-- Selected excerpt --
※ ※ ※

LE 100 million facility to house 57 abattoirs
CAIRO: Members of the Poultry Division of the Cairo Chamber of Commerce announced this week the establishment of a LE 10 million capital abattoir operation company with facilities to be located in Al Nahda City Industrial Zone.
The company will operate 57 abattoirs to supply chilled and frozen chicken to distributors throughout Greater Cairo, newly-appointed Company Chairman Abdel Aziz El-Sayed said. Construction of the facilities is expected to cost about LE 100 million, all of which will be financed through a loan from the Social Development Fund (SDF) to be paid back over 30 years, he added.
The announcement comes just days after SDF accepted a LE 500 million loan from the Kuwait Development Fund to finance the modernization of the Egyptian poultry industry.
The government has recently stepped up efforts to fight the spread of the Avian flu by implementing tougher regulation of the poultry industry. With the late January announcement of the 11th Avian Flu death, Egypt continued to lead non-Asian countries in the number of deaths resulting from the disease.
On the legislative level, the Ministries of Finance (MOF) and Agriculture (MOA) have announced they are working on drafting a law to eliminate the sale of live chickens by 2010 to be raised for discussion at the People s Assembly during its current round.

※ ※ ※

Referring expression pointing data

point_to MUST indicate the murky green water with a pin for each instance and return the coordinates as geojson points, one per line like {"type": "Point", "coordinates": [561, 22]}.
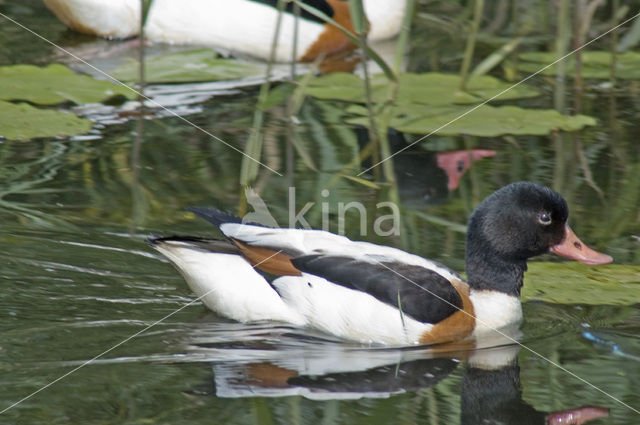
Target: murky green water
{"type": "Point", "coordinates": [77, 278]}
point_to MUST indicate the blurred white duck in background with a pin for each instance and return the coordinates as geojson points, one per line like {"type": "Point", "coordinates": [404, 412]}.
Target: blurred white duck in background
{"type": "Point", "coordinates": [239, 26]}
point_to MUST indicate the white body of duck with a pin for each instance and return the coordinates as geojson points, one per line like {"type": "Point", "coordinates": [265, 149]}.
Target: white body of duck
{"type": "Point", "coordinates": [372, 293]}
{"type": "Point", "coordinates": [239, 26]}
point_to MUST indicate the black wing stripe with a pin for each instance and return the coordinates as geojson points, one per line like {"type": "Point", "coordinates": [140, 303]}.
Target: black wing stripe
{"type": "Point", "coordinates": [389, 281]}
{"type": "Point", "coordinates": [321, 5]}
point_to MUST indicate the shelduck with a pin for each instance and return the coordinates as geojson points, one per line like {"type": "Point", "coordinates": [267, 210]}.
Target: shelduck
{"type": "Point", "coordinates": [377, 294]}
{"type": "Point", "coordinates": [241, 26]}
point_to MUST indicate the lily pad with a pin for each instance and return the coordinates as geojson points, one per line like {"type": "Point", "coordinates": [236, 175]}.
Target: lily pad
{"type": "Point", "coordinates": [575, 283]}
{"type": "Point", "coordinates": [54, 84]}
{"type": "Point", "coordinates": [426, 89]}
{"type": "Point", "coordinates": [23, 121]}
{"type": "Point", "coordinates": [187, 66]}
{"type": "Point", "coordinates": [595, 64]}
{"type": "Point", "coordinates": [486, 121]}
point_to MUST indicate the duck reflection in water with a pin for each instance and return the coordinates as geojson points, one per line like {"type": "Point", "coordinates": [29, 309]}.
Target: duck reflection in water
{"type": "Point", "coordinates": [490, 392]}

※ ※ ※

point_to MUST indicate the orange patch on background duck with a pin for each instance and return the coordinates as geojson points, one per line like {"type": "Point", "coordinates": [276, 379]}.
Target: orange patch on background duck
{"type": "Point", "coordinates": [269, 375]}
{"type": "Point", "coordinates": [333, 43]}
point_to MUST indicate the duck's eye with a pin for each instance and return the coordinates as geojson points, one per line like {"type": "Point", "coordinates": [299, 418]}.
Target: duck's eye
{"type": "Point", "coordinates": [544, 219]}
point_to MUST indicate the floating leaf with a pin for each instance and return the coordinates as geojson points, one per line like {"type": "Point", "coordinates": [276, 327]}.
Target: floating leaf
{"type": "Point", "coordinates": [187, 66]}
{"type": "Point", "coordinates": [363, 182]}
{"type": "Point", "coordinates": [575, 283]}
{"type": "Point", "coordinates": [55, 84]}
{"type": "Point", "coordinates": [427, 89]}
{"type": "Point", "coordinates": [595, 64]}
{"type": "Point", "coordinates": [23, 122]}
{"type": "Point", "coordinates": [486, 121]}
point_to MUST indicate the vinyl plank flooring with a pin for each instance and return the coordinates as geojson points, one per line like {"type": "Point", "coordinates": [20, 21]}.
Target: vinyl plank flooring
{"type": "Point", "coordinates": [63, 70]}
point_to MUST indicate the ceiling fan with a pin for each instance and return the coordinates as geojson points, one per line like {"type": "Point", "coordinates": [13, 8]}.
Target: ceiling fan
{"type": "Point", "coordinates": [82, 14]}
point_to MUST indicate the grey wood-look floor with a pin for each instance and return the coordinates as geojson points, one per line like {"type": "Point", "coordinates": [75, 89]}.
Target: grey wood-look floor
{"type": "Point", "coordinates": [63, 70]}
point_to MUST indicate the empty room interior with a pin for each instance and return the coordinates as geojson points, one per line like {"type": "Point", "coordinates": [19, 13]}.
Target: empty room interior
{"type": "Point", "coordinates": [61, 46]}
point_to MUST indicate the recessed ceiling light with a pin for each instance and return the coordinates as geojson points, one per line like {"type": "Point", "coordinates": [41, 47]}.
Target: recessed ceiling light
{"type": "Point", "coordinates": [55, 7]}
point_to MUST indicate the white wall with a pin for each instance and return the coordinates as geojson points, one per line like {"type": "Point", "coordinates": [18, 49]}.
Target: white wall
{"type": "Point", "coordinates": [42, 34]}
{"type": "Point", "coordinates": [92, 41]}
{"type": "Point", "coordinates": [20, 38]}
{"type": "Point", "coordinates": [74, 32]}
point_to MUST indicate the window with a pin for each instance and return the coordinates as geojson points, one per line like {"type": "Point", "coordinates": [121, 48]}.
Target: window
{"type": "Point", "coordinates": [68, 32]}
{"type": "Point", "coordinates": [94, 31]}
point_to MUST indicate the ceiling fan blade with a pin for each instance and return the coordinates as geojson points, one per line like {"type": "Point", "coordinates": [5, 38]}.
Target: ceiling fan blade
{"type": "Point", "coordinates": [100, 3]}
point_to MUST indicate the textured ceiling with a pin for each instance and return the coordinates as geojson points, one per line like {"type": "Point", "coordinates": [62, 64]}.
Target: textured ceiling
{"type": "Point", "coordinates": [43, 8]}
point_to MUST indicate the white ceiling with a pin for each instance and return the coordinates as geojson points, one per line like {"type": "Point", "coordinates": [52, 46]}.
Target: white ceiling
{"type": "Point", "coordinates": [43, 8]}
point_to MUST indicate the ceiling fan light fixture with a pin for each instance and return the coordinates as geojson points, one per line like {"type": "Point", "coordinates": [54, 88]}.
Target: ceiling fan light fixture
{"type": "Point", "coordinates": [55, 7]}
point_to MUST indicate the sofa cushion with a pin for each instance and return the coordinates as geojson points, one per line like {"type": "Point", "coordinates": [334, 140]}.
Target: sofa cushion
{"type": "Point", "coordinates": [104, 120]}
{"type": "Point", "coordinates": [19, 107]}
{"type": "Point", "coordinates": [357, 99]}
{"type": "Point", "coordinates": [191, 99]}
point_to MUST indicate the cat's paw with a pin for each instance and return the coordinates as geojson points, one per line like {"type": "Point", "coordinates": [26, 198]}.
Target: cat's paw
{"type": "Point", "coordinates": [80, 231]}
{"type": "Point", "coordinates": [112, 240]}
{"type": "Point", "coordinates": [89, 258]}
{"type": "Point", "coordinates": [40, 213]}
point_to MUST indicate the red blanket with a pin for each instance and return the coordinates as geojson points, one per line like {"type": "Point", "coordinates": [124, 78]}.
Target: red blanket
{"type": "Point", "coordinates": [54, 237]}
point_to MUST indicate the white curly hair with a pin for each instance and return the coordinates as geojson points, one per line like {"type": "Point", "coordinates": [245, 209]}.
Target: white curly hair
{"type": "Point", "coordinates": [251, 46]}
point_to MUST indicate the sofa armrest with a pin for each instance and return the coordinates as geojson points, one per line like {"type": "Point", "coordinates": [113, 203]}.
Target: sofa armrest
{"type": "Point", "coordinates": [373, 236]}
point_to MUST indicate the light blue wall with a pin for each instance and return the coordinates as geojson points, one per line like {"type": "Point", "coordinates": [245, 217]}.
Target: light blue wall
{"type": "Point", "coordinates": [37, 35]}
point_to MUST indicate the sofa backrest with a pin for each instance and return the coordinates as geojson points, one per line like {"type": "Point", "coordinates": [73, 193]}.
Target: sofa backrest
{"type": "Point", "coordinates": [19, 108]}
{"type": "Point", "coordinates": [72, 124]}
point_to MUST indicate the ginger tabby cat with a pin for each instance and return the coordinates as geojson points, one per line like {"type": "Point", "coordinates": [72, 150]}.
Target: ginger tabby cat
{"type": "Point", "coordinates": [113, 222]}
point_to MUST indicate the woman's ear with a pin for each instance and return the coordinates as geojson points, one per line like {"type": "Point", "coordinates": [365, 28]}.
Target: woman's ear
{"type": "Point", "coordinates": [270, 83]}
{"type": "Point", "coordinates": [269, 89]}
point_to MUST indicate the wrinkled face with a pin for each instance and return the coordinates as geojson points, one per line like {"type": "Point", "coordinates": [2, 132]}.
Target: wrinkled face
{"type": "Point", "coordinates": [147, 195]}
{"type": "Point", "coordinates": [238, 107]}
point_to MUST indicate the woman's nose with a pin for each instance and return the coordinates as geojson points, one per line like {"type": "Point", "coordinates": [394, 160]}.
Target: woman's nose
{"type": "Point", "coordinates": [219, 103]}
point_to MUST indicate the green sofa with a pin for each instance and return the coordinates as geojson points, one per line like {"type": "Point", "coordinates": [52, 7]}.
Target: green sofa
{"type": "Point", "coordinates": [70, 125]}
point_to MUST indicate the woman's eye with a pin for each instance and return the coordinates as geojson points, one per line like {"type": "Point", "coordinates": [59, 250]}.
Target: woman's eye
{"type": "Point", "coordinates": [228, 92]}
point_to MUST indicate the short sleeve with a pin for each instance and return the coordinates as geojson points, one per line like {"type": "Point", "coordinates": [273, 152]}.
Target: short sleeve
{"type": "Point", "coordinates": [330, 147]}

※ ※ ※

-- Work request 1 --
In the article on the Cairo abattoir facility, rewrite the passage from "On the legislative" to "its current round.", changing "live chickens" to "live poultry".
-- Work request 2 --
According to the article on the Cairo abattoir facility, over how many years will the Social Development Fund loan be paid back?
-- Work request 3 --
List every distinct sum of money given in Egyptian pounds (LE) in the article on the Cairo abattoir facility.

-- Worked solution 1 --
On the legislative level, the Ministries of Finance (MOF) and Agriculture (MOA) have announced they are working on drafting a law to eliminate the sale of live poultry by 2010 to be raised for discussion at the People s Assembly during its current round.

-- Worked solution 2 --
30 years

-- Worked solution 3 --
LE 10 million
LE 100 million
LE 500 million